Sitting in front of Avatar (or, even, sitting ‘within’ it), goggles strapped on, the IMAX screen yawning open 50 feet away like the Stargate, was quite a memorable end to the cinematic decade. After 10 years of Hollywood becoming a grim sequel factory, here was an industrially-produced film with no pre-release recognition, and an original storyline (pace Poul Anderson). Its subsequent rise to the Most Successful Film Of All Time seemed inevitable, but justified: the film was doing something far beyond the norm.
The most intriguing thing, however, was the manner in which it delivered this ‘new’ experience. The audience was deliberately allied with Corporal Jake Sully (as we sit immobile in our cinema seats, he in his wheelchair), trapped in a grey almost-2D world. But then, he slipped into his headset-Avatar-wire-getup, just as we'd slipped into our goggles, and we escaped away with him into the gloriously eye-popping dreamworld of PANDORA, a 3D paradise. No other film has so self-consciously dramatized the transition between two cinematic media since (at least) 1939, when Victor Fleming swept Dorothy out of monochromatic Kansas, and into the Technicolor land of Oz. Dorothy Gale and Jake Sully are two classic audience surrogates, holding our hands as we enter a new world.
This transition towards the ‘New World’ of cinema has been apparent for some time. And nowhere more so than in the North American animation industry: ever since the release of Toy Story in 1995, 3D CGI has been leading cartoon audiences away from cel-animated flops such as The Emperor’s New Groove, and Treasure Planet, and into endless franchises, such as the infamous Shrek. The gloomy situation was summed up by Guy Adams, in The Independent:
“By 2006, Hollywood, the birthplace of Mickey Mouse, hadn't a single hand-drawn department left. Some of their former employees were simply sacked; others retrained in the new-fangled computer technology. Thousands of creative careers hit the scrapheap. An entire art form seemed to be heading for extinction.”
_ _ _
Required tasks:
1. In the Avatar essay, what film release does the writer give as the start of 3D CGI's rise in North American animation?
2. Quote the Avatar essay starting at "Sitting in front" and ending at "beyond the norm.".

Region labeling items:
_ _ _
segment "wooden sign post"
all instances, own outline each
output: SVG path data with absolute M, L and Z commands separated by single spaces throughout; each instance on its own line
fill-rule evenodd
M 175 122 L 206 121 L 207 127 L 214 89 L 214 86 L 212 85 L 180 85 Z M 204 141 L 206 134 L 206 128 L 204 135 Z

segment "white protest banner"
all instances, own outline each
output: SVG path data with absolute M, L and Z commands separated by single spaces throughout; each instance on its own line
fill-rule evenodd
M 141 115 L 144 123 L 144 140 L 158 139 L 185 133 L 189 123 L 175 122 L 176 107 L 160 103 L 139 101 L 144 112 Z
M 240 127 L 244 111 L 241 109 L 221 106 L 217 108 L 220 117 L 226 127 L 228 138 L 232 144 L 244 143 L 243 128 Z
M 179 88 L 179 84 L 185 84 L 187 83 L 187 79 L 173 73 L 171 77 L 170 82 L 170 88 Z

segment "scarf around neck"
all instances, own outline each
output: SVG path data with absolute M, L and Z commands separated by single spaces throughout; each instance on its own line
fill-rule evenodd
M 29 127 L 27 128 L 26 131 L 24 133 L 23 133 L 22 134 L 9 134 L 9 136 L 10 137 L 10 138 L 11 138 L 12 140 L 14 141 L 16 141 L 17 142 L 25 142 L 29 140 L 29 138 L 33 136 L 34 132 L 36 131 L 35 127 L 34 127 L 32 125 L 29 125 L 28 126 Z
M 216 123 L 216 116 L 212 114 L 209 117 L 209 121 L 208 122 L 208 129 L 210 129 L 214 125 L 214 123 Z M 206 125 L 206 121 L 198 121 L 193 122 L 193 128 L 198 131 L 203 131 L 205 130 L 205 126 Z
_ _ _
Answers by task:
1. The release of Toy Story in 1995.

2.
Sitting in front of Avatar (or, even, sitting ‘within’ it), goggles strapped on, the IMAX screen yawning open 50 feet away like the Stargate, was quite a memorable end to the cinematic decade. After 10 years of Hollywood becoming a grim sequel factory, here was an industrially-produced film with no pre-release recognition, and an original storyline (pace Poul Anderson). Its subsequent rise to the Most Successful Film Of All Time seemed inevitable, but justified: the film was doing something far beyond the norm.